North American robot orders remained flat in volume but rose in value in the first quarter, reflecting a shift toward higher-value systems and more selective automation strategies. New data from the Association for Advancing Automation (A3) reveals that the North American companies ordered 9,064 robots worth $580.7 million in Q1 2025, a flat 0.4% year-on-year increase in units but a 15% rise in value, signaling continued demand for higher-value systems.
Automotive OEMs Drive the Quarter
The automotive sector drove growth. Original equipment manufacturers ordered 3,668 robots worth $263 million, up 42% in units and 78% in value compared to Q1 2024. This jump reflects a pivot toward more advanced automation platforms, likely tied to new production lines, EV transitions, or reshoring-linked upgrades.
For supply chain leaders, the trend highlights that automation investments are no longer just about unit count, they’re increasingly about strategic fit. Leaders should reevaluate whether their automation ROI models account for value beyond labor savings, such as throughput stability, rework reduction, and EV-related process complexity.
In contrast, automotive component suppliers saw a 29% drop in unit orders and a 12% decrease in value. This imbalance reflects a familiar reality—OEMs often lead automation cycles, while upstream tiers remain more cautious amid uncertain demand signals. Yet for component makers, this is also a moment to stress-test resilience: if Tier 1 and Tier 2 suppliers delay upgrades too long, they risk falling out of sync with OEM production standards or schedule expectations.

**Records to process**
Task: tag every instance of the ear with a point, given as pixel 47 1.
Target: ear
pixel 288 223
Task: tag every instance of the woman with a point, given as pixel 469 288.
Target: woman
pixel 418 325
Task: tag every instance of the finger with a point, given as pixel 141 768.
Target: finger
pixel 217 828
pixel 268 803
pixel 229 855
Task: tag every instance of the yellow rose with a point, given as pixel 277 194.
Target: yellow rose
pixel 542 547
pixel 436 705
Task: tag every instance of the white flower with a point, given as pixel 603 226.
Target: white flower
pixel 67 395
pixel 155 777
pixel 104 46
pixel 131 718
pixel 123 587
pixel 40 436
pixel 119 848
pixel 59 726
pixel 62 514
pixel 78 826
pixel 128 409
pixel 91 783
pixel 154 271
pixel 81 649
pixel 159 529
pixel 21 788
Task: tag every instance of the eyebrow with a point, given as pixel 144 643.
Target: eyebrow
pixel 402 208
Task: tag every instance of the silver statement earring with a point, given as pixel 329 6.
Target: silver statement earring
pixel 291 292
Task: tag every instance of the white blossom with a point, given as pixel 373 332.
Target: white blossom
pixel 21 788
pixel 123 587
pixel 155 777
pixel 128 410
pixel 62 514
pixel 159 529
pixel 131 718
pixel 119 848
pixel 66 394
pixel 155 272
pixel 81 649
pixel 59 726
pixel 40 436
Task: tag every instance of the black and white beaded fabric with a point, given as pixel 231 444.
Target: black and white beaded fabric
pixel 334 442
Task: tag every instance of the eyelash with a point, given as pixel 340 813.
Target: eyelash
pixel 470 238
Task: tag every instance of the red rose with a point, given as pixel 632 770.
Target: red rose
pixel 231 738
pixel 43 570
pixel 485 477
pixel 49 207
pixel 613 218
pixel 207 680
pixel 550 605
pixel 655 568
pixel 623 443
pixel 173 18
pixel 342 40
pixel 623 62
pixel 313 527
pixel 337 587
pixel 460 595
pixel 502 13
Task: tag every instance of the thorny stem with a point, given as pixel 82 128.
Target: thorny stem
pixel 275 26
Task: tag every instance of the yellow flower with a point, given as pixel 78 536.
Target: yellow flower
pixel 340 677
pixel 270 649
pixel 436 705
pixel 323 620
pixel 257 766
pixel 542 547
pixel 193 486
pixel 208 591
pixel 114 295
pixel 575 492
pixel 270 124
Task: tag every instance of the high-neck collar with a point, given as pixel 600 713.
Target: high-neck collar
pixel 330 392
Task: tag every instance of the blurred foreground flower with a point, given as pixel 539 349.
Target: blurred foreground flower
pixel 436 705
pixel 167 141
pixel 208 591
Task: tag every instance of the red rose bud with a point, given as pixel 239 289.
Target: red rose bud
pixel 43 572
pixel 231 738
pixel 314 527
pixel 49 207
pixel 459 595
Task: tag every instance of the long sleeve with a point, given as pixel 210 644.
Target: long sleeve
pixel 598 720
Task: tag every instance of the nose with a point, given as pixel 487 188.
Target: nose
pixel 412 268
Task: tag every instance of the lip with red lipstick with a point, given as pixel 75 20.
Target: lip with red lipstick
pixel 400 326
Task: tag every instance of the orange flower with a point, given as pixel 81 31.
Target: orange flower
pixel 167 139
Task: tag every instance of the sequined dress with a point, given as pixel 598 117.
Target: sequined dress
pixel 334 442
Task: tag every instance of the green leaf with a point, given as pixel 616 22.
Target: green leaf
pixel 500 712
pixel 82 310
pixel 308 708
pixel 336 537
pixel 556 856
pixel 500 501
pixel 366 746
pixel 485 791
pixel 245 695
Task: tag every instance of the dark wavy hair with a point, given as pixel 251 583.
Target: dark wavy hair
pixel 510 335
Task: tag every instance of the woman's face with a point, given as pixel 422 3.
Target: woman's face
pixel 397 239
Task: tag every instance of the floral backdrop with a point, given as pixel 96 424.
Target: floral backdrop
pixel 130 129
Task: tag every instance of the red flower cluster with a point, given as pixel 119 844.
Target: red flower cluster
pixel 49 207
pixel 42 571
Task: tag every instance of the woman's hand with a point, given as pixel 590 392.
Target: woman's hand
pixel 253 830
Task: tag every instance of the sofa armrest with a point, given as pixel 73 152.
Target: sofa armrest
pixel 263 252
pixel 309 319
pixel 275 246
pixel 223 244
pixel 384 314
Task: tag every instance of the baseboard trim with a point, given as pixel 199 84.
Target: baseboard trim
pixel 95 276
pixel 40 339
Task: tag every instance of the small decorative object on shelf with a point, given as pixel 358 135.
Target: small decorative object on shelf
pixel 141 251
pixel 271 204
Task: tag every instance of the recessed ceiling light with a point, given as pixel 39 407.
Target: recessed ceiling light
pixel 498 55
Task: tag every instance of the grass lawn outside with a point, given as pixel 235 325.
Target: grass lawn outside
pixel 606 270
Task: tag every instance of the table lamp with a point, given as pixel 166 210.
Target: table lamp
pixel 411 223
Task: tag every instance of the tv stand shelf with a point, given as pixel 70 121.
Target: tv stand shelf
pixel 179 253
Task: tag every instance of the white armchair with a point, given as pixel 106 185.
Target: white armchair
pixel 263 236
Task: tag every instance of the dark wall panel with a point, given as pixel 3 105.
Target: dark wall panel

**Required work**
**1)** Answer these questions from the text on North American robot orders:
(a) How many robots did North American companies order in Q1 2025, and what was their total value?
(b) By what percentage did orders from automotive original equipment manufacturers rise in units compared to Q1 2024?
(c) By what percentage did unit orders from automotive component suppliers drop?
**2)** Convert the part of the records that opens with their first line and closes with the line containing "pixel 418 325" into a Markdown table with the columns No. and Record line, omitting blank lines.
The records have no connection to the text about robot orders.

**Final answers**
**1)**
(a) 9,064 robots worth $580.7 million
(b) 42%
(c) 29%

**2)**
| No. | Record line |
|---|---|
| 1 | Task: tag every instance of the ear with a point, given as pixel 47 1. |
| 2 | Target: ear |
| 3 | pixel 288 223 |
| 4 | Task: tag every instance of the woman with a point, given as pixel 469 288. |
| 5 | Target: woman |
| 6 | pixel 418 325 |